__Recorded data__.
####

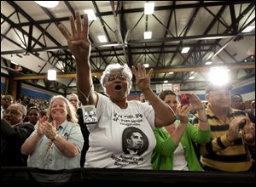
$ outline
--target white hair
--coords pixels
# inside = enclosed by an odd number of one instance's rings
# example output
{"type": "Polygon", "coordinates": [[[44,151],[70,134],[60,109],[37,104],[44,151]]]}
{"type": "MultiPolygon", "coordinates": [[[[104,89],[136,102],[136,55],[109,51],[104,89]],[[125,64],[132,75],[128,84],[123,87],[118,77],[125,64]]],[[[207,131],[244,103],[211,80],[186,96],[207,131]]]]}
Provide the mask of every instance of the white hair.
{"type": "Polygon", "coordinates": [[[103,71],[103,74],[101,78],[101,83],[102,86],[104,88],[104,92],[106,93],[106,87],[105,84],[108,82],[109,76],[113,75],[113,73],[120,73],[127,77],[128,81],[128,94],[130,93],[130,89],[131,88],[131,78],[132,78],[132,73],[131,69],[128,67],[126,64],[124,65],[121,65],[120,64],[112,64],[108,65],[106,67],[106,70],[103,71]]]}

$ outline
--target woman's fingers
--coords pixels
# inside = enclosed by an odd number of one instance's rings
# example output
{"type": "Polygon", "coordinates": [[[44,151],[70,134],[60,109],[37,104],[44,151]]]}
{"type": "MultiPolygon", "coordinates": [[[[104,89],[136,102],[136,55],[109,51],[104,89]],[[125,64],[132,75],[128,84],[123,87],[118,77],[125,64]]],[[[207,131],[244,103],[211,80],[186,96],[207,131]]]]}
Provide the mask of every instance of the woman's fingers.
{"type": "Polygon", "coordinates": [[[60,31],[65,37],[65,38],[67,40],[69,40],[69,37],[70,37],[71,34],[69,33],[69,31],[67,31],[67,29],[63,26],[63,24],[60,24],[58,27],[60,29],[60,31]]]}
{"type": "Polygon", "coordinates": [[[131,69],[132,69],[132,73],[135,75],[135,76],[137,78],[137,71],[136,70],[136,68],[133,65],[132,65],[131,69]]]}
{"type": "Polygon", "coordinates": [[[153,69],[151,68],[148,73],[149,77],[151,77],[152,73],[153,73],[153,69]]]}
{"type": "Polygon", "coordinates": [[[81,33],[81,19],[80,19],[80,14],[79,12],[76,13],[76,22],[77,22],[77,31],[78,33],[81,33]]]}
{"type": "Polygon", "coordinates": [[[87,36],[87,40],[89,41],[89,26],[88,26],[88,14],[84,14],[84,24],[83,24],[83,33],[84,36],[87,36]]]}
{"type": "Polygon", "coordinates": [[[75,35],[77,33],[77,31],[76,31],[76,26],[74,24],[73,17],[69,16],[69,20],[70,20],[70,27],[71,27],[72,34],[75,35]]]}

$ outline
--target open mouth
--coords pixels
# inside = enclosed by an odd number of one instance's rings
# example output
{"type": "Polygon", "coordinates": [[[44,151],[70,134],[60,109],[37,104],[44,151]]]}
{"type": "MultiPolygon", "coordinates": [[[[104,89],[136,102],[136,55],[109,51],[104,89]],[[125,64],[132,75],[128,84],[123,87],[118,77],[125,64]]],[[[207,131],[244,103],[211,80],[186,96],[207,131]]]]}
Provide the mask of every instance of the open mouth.
{"type": "Polygon", "coordinates": [[[116,85],[115,87],[114,87],[114,89],[115,90],[121,90],[122,89],[122,87],[120,86],[120,85],[116,85]]]}

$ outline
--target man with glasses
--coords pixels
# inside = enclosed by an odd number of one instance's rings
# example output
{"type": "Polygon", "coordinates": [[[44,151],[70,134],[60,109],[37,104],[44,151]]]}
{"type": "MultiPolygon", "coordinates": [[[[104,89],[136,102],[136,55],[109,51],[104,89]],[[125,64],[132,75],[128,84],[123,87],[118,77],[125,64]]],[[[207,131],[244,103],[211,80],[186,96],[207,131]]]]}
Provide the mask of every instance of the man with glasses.
{"type": "Polygon", "coordinates": [[[1,105],[4,110],[6,110],[14,102],[14,97],[12,95],[3,95],[1,100],[1,105]]]}
{"type": "Polygon", "coordinates": [[[21,145],[34,127],[23,123],[26,110],[21,104],[10,105],[1,119],[1,166],[26,166],[27,156],[21,155],[21,145]]]}
{"type": "MultiPolygon", "coordinates": [[[[211,141],[200,144],[205,170],[245,172],[252,169],[248,145],[255,145],[255,126],[242,111],[230,105],[230,85],[210,84],[206,114],[212,131],[211,141]]],[[[194,120],[198,123],[198,120],[194,120]]]]}

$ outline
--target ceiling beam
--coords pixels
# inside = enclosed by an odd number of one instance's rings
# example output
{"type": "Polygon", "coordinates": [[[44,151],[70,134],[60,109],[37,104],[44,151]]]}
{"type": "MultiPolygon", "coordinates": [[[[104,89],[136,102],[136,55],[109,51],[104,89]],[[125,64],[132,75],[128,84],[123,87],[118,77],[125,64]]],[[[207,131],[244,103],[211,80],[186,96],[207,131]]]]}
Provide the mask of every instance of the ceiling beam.
{"type": "MultiPolygon", "coordinates": [[[[245,64],[245,65],[225,65],[230,71],[232,70],[241,70],[241,69],[255,69],[255,63],[253,64],[245,64]]],[[[190,67],[178,67],[173,66],[170,68],[157,68],[154,70],[154,73],[167,73],[167,72],[188,72],[188,71],[208,71],[211,67],[209,66],[190,66],[190,67]]],[[[93,71],[91,76],[100,76],[102,75],[103,71],[93,71]]],[[[76,73],[70,74],[57,74],[57,78],[75,78],[77,76],[76,73]]],[[[41,75],[25,75],[25,76],[17,76],[14,77],[14,80],[32,80],[32,79],[47,79],[47,74],[41,75]]]]}

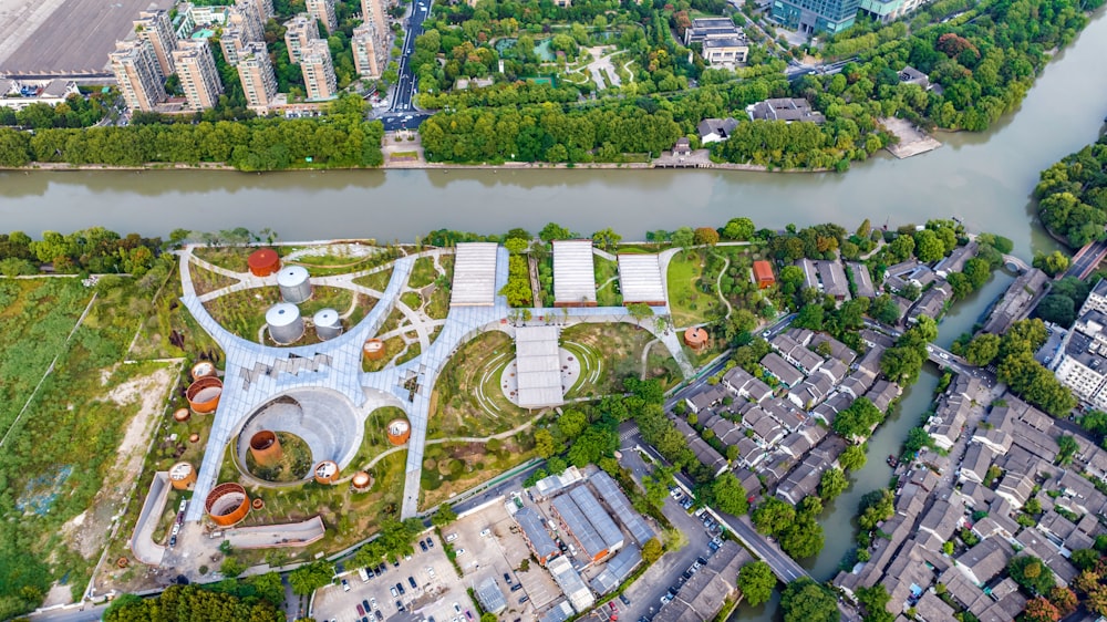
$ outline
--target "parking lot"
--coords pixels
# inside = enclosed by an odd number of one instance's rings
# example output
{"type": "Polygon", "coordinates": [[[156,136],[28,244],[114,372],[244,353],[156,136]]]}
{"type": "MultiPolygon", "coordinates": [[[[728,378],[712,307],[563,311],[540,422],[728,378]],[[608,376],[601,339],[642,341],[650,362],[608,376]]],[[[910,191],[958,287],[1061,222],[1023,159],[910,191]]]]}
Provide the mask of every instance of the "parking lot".
{"type": "Polygon", "coordinates": [[[505,502],[511,500],[493,501],[445,528],[443,533],[453,539],[451,545],[458,551],[457,563],[462,567],[466,588],[476,589],[492,578],[507,600],[507,610],[499,614],[500,620],[534,620],[536,611],[561,597],[561,590],[549,573],[531,560],[530,549],[505,502]],[[463,550],[465,552],[461,552],[463,550]]]}
{"type": "Polygon", "coordinates": [[[433,546],[424,551],[416,543],[411,559],[400,560],[399,566],[384,563],[383,574],[374,572],[369,581],[361,580],[356,568],[348,567],[341,578],[349,585],[349,591],[342,584],[331,584],[315,592],[314,619],[418,622],[434,616],[435,622],[451,622],[455,619],[467,620],[466,611],[477,618],[465,591],[469,585],[457,578],[442,542],[433,531],[425,532],[421,541],[433,546]],[[455,602],[459,611],[454,610],[455,602]]]}

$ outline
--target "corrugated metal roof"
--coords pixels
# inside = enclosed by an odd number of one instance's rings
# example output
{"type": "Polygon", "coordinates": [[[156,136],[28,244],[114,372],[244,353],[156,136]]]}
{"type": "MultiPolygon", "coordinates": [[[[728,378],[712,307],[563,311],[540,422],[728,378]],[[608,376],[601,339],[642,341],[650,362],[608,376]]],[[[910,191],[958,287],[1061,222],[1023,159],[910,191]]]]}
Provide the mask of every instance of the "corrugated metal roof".
{"type": "Polygon", "coordinates": [[[546,530],[546,526],[542,525],[541,517],[535,510],[530,508],[520,509],[515,512],[515,521],[523,528],[523,533],[526,535],[527,540],[530,541],[530,547],[539,557],[549,557],[560,551],[557,542],[554,541],[549,531],[546,530]]]}
{"type": "Polygon", "coordinates": [[[603,543],[607,545],[608,549],[614,550],[623,545],[622,531],[619,530],[615,521],[608,516],[608,511],[600,506],[600,500],[596,498],[596,495],[592,495],[591,490],[580,486],[570,490],[569,496],[572,497],[573,501],[577,501],[577,507],[588,517],[588,521],[596,528],[600,538],[603,538],[603,543]]]}
{"type": "Polygon", "coordinates": [[[656,255],[620,255],[619,287],[623,302],[664,302],[665,278],[656,255]]]}
{"type": "Polygon", "coordinates": [[[572,500],[569,495],[561,495],[552,501],[554,509],[557,510],[558,516],[565,522],[565,526],[572,533],[572,537],[580,543],[581,548],[584,549],[584,554],[591,559],[596,559],[604,549],[607,545],[603,542],[603,538],[600,533],[592,527],[592,523],[584,516],[584,512],[580,511],[577,506],[577,501],[572,500]]]}
{"type": "Polygon", "coordinates": [[[596,302],[592,240],[554,240],[554,300],[596,302]]]}
{"type": "Polygon", "coordinates": [[[638,547],[627,547],[608,562],[603,572],[600,572],[592,579],[592,589],[601,595],[614,590],[630,577],[630,573],[634,571],[634,568],[641,561],[641,549],[638,547]]]}
{"type": "Polygon", "coordinates": [[[572,563],[568,559],[559,557],[551,561],[547,569],[554,577],[554,581],[561,587],[561,591],[565,592],[577,613],[583,612],[596,603],[592,591],[584,584],[580,574],[573,570],[572,563]]]}
{"type": "Polygon", "coordinates": [[[492,307],[496,303],[495,242],[462,242],[454,260],[452,307],[492,307]]]}
{"type": "Polygon", "coordinates": [[[480,601],[485,611],[499,613],[507,609],[507,599],[504,598],[504,591],[499,589],[499,585],[496,584],[496,579],[493,577],[486,577],[484,581],[477,584],[474,591],[476,591],[477,600],[480,601]]]}
{"type": "Polygon", "coordinates": [[[561,356],[556,326],[523,326],[515,331],[516,380],[524,408],[565,402],[561,356]]]}
{"type": "Polygon", "coordinates": [[[630,499],[623,495],[623,491],[619,489],[619,484],[610,475],[601,470],[590,477],[589,481],[592,483],[600,499],[611,508],[611,514],[622,521],[640,547],[653,538],[653,529],[646,525],[642,515],[634,510],[630,499]]]}

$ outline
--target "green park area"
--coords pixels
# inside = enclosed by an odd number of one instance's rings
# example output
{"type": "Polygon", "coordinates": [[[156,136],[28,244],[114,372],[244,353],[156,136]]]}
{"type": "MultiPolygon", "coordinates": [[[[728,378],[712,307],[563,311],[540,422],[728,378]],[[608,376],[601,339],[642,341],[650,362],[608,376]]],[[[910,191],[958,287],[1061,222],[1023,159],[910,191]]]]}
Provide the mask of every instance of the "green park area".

####

__Task description__. Determine how many lines of the records contain the string "beam". State only the number.

__Response__. 2